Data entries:
━━━━━━━━
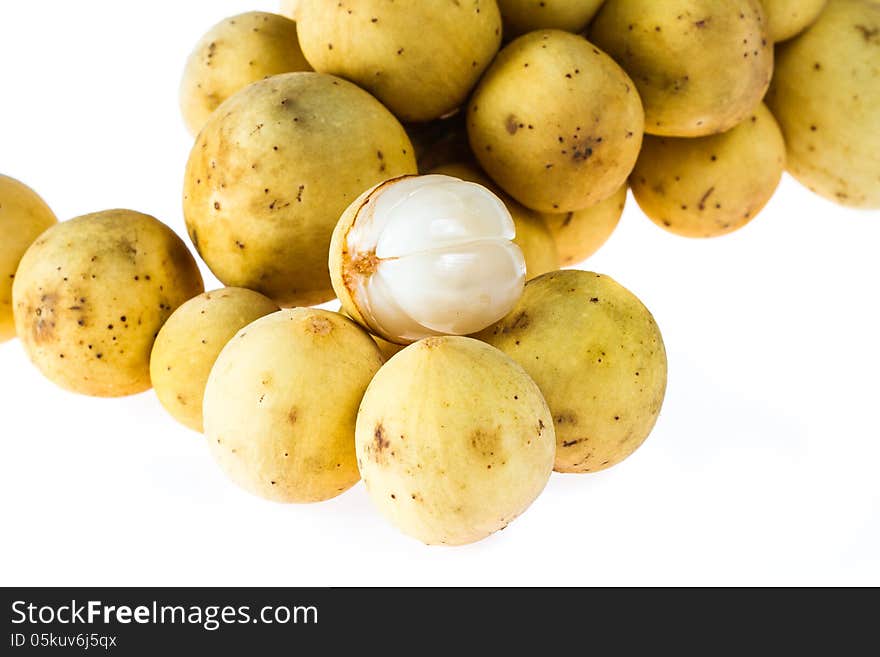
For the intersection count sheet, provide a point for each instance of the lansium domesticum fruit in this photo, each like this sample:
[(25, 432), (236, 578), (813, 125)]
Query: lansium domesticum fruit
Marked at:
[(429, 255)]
━━━━━━━━
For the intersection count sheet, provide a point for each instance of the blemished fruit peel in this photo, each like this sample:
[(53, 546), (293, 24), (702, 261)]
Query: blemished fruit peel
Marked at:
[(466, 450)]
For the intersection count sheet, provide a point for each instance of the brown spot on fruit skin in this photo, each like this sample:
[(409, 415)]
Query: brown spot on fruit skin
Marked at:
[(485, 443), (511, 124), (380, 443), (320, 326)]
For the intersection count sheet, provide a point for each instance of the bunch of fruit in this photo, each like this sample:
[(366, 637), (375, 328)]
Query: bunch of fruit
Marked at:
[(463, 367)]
━━━━━━━━
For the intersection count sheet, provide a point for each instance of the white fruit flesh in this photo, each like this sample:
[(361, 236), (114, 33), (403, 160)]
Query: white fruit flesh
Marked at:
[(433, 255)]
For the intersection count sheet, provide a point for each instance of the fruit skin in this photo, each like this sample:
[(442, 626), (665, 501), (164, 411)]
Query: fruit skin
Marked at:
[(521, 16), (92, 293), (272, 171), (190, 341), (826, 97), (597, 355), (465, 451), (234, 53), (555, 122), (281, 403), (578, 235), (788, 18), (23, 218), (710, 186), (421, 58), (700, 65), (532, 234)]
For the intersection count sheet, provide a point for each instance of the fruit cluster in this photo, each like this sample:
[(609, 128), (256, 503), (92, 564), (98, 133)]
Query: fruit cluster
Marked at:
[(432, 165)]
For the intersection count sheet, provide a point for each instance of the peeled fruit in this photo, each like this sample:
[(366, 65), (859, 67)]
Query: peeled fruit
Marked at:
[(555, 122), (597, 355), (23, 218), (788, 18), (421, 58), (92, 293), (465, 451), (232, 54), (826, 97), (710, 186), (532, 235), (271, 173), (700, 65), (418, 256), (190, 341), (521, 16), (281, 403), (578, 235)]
━━━━━━━━
▸ WHAT YOU HAVE TO DO
Can you retype the lines of the records starting at the line that contains "of the brown" and ending at the line that contains "[(463, 367)]", with both of those lines included and nothing changed?

▸ COMPLETED TASK
For the intersection count sheet, provide a point for each instance of the brown spot on fruit skin in this photo, each like this sample:
[(409, 415)]
Query: brown spot on fruit skin
Marked at:
[(485, 443), (511, 124), (380, 443), (320, 326)]
For the intersection count sheet, provide a point for each instance of the bunch of fruit in this photo, each like this sample:
[(366, 637), (375, 328)]
Query: bunch of fruit
Marked at:
[(463, 367)]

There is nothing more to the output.